- [Exercise prompt] Write out the listing below line for line, keeping every word, number and coordinate unchanged.

━━━━━ Entries ━━━━━

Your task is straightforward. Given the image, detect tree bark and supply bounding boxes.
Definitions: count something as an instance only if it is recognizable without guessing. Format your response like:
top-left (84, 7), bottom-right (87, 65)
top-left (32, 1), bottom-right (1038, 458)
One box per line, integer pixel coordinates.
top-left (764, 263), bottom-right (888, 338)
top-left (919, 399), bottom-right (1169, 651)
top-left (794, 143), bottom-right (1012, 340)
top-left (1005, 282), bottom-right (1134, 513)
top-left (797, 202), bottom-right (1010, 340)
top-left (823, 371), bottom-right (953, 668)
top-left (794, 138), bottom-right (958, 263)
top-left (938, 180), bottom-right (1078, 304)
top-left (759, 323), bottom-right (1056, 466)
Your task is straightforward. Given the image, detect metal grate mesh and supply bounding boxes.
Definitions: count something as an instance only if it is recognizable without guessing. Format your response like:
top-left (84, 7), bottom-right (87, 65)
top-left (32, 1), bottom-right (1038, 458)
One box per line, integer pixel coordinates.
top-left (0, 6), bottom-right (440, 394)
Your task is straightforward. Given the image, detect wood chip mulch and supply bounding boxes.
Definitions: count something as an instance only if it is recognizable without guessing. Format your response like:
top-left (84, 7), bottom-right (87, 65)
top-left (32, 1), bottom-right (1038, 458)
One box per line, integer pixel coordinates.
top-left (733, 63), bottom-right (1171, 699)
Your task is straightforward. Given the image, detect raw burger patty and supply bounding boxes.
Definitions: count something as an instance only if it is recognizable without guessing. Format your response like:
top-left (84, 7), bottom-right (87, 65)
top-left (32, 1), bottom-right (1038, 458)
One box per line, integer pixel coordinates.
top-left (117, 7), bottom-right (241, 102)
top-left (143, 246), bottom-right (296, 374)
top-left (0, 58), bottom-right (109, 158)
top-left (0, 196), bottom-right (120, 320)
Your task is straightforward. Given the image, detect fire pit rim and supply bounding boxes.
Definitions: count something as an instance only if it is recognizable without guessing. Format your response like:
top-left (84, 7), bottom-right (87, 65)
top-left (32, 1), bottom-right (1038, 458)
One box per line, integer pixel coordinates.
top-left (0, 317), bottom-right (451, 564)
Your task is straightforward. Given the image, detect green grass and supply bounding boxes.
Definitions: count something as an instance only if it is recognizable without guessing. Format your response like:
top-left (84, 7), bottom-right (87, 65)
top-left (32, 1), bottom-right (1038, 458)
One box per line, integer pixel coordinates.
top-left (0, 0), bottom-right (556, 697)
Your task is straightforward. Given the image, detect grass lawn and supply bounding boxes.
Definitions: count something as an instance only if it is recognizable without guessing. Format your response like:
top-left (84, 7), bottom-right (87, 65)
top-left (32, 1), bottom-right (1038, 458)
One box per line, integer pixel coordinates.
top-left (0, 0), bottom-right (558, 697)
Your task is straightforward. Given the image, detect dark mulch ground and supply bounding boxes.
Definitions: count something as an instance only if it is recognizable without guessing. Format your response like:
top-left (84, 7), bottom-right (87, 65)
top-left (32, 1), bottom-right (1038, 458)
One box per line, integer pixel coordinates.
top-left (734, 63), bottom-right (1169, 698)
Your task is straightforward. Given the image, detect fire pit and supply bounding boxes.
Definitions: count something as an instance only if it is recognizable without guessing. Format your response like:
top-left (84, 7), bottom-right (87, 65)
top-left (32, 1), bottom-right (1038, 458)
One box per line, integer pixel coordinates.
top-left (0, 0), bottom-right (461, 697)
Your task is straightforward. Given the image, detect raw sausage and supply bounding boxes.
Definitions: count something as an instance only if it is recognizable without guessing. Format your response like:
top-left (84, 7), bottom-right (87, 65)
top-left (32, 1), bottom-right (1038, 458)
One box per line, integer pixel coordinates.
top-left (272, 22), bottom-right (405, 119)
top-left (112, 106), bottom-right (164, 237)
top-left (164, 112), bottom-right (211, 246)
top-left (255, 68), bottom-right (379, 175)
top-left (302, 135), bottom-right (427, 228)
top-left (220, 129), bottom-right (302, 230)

━━━━━

- [Reply to the task]
Your task is straightforward. Given the image, detect tree bark and supply bounding boxes.
Definitions: count something as an instance only if it is recognizable without guessing. Format your response like:
top-left (84, 7), bottom-right (87, 65)
top-left (32, 1), bottom-right (1038, 458)
One box per line, integer pixel coordinates.
top-left (764, 263), bottom-right (888, 338)
top-left (919, 399), bottom-right (1169, 651)
top-left (794, 143), bottom-right (1012, 340)
top-left (1005, 282), bottom-right (1134, 513)
top-left (797, 202), bottom-right (1010, 340)
top-left (823, 371), bottom-right (953, 668)
top-left (794, 138), bottom-right (958, 263)
top-left (938, 180), bottom-right (1078, 304)
top-left (759, 323), bottom-right (1056, 466)
Your task is straightforward. Given the image, detect metal grate mesh and supply bounding boxes.
Definitions: count something as an instance only if it is recognizable without guessing. Format your response like:
top-left (84, 7), bottom-right (87, 65)
top-left (32, 1), bottom-right (1038, 458)
One box per line, integer pixel coordinates.
top-left (0, 6), bottom-right (440, 394)
Your task is straightforward. Given the image, detect wood chip mulch and supply bounding boxes.
Definitions: count something as an instance only if it is recognizable without guessing. Format your response like:
top-left (84, 7), bottom-right (87, 65)
top-left (32, 1), bottom-right (1038, 458)
One box per line, integer pixel coordinates.
top-left (733, 63), bottom-right (1171, 699)
Your task is straightforward. Given the image, detect raw burger patty and supply bounding boxes.
Definitions: count something as an instance only if it is recognizable without guessing. Format your response like:
top-left (84, 7), bottom-right (87, 65)
top-left (32, 1), bottom-right (1038, 458)
One box per line, integer pixel coordinates.
top-left (117, 7), bottom-right (241, 102)
top-left (143, 246), bottom-right (296, 374)
top-left (0, 58), bottom-right (109, 158)
top-left (0, 196), bottom-right (120, 320)
Your task is straightforward. Given the image, detect fire pit rim and supply bounding boxes.
Definitions: count something as an instance only if it is recognizable without guessing. Format your response like:
top-left (84, 7), bottom-right (87, 65)
top-left (32, 1), bottom-right (1038, 458)
One box per line, integer pixel coordinates.
top-left (0, 317), bottom-right (451, 564)
Your task is straightforward. Given the image, detect green grass and supply bounding boxes.
Definitions: count something as an instance only if it is recognizable without guessing. Format your response like:
top-left (84, 7), bottom-right (87, 65)
top-left (32, 1), bottom-right (1038, 458)
One box per line, integer pixel coordinates.
top-left (0, 0), bottom-right (556, 697)
Your task is straightforward. Given the image, detect grass lawn and supply bounding boxes.
Definitions: count something as an instance only if it is recognizable without guessing. Format your response like:
top-left (84, 7), bottom-right (87, 65)
top-left (32, 1), bottom-right (1038, 458)
One box per line, integer pixel coordinates.
top-left (0, 0), bottom-right (558, 697)
Your task is straightforward. Given the image, detect dark mulch ground and supply bounding boxes.
Definitions: count something as an instance only if it is recognizable without guessing. Format your response like:
top-left (84, 7), bottom-right (87, 65)
top-left (32, 1), bottom-right (1038, 458)
One box per line, integer pixel coordinates.
top-left (734, 63), bottom-right (1169, 698)
Your task is straightforward. Given the image, detect fire pit and supply bounding boxes.
Definitions: count something as an instance only if it is recognizable without guessing. Format your response like:
top-left (84, 7), bottom-right (87, 65)
top-left (32, 1), bottom-right (1038, 458)
One box per line, integer pixel coordinates.
top-left (0, 0), bottom-right (461, 697)
Your task is straightforward. Given the image, detect raw sausage and supply bounding boxes.
Definitions: count something as an instance only if it is recognizable without guessing. Format your response like:
top-left (84, 7), bottom-right (87, 65)
top-left (32, 1), bottom-right (1038, 458)
One box per line, integer pixel coordinates.
top-left (272, 22), bottom-right (405, 119)
top-left (112, 106), bottom-right (164, 237)
top-left (164, 112), bottom-right (211, 246)
top-left (255, 68), bottom-right (379, 175)
top-left (302, 135), bottom-right (427, 228)
top-left (220, 129), bottom-right (302, 230)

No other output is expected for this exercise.